_Quoted text_:
— Start —

Thanks all! he's a good little guy, his house training seems really good so far! he just goes and uses the pee pads, because he is so wee I have been keeping him in a large pen in the living room so he is safe, He's very quiet until he sees my old Poodle, then he growls and gets all in a snit.. :lol: We have not figured out yet what he does not like about him, perhaps its just because he is not a Chi :lol:

I'm going to make another thread shortly about doggy stairs because I need some and the ones I have found are way too big for his short little legs.


----------



## TLI (Sep 3, 2008)

Kitty, you may have to have some stairs made. I think most of the stairs have a 6" step. Not only is it too hard for the wee ones to get up, but it scares them to death. I have a brand new pair sitting in my closet. :lol:


----------



## KittyD (Apr 2, 2010)

Yes thats exactly what I am seeing, the distance between the steps would have him pulling himself up over them.

— End —

_Task instructions_:
1 - Extract the passage of the dog forum thread from "Thanks all! he's" to "short little legs.".
2 - Put the listing below into a numbered list, from its first line to the line with "96 144 L 90", leaving out any blank lines.

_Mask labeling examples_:
— Start —

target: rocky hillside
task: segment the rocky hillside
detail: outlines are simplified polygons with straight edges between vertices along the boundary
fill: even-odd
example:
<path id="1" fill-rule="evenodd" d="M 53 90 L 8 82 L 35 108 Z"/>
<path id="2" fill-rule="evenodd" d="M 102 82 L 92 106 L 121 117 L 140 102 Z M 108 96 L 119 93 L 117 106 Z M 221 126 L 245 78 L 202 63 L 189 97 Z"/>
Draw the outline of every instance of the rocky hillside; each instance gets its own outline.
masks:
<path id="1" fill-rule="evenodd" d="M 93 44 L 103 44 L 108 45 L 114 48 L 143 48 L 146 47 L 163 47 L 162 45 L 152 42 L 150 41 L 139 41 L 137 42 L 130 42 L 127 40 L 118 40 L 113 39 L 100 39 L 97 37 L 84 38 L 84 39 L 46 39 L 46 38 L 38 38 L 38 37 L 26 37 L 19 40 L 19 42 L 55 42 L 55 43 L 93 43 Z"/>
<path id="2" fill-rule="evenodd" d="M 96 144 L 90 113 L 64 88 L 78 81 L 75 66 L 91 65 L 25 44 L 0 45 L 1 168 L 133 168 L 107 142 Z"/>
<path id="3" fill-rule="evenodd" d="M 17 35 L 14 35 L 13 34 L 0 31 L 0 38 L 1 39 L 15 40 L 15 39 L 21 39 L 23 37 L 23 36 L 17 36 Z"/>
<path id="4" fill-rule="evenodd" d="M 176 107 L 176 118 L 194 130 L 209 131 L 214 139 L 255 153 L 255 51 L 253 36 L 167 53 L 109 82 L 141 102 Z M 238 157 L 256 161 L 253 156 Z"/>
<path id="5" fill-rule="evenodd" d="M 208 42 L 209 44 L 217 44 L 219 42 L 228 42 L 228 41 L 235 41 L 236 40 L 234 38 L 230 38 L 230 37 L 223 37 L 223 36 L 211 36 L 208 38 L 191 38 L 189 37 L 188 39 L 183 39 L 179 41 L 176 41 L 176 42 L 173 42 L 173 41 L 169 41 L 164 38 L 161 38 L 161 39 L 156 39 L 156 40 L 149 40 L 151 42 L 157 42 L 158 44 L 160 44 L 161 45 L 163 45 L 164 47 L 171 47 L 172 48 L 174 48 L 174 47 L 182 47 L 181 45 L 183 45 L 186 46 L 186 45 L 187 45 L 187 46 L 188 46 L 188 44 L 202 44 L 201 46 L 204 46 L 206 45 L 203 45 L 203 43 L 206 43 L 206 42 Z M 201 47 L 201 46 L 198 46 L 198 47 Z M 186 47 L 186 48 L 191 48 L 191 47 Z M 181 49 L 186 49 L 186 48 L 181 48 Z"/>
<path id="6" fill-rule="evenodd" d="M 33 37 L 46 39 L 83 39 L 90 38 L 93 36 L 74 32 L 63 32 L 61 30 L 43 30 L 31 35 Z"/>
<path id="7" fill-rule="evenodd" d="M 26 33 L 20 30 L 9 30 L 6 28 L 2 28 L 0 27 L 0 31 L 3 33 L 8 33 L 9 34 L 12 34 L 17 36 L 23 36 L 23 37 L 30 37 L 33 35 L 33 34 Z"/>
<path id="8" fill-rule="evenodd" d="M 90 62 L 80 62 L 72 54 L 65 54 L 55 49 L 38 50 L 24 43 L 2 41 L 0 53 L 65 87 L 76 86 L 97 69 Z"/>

— End —

_Answers for this exercise_:
1 -
Thanks all! he's a good little guy, his house training seems really good so far! he just goes and uses the pee pads, because he is so wee I have been keeping him in a large pen in the living room so he is safe, He's very quiet until he sees my old Poodle, then he growls and gets all in a snit.. :lol: We have not figured out yet what he does not like about him, perhaps its just because he is not a Chi :lol:

I'm going to make another thread shortly about doggy stairs because I need some and the ones I have found are way too big for his short little legs.

2 -
1. target: rocky hillside
2. task: segment the rocky hillside
3. detail: outlines are simplified polygons with straight edges between vertices along the boundary
4. fill: even-odd
5. example:
6. <path id="1" fill-rule="evenodd" d="M 53 90 L 8 82 L 35 108 Z"/>
7. <path id="2" fill-rule="evenodd" d="M 102 82 L 92 106 L 121 117 L 140 102 Z M 108 96 L 119 93 L 117 106 Z M 221 126 L 245 78 L 202 63 L 189 97 Z"/>
8. Draw the outline of every instance of the rocky hillside; each instance gets its own outline.
9. masks:
10. <path id="1" fill-rule="evenodd" d="M 93 44 L 103 44 L 108 45 L 114 48 L 143 48 L 146 47 L 163 47 L 162 45 L 152 42 L 150 41 L 139 41 L 137 42 L 130 42 L 127 40 L 118 40 L 113 39 L 100 39 L 97 37 L 84 38 L 84 39 L 46 39 L 46 38 L 38 38 L 38 37 L 26 37 L 19 40 L 19 42 L 55 42 L 55 43 L 93 43 Z"/>
11. <path id="2" fill-rule="evenodd" d="M 96 144 L 90 113 L 64 88 L 78 81 L 75 66 L 91 65 L 25 44 L 0 45 L 1 168 L 133 168 L 107 142 Z"/>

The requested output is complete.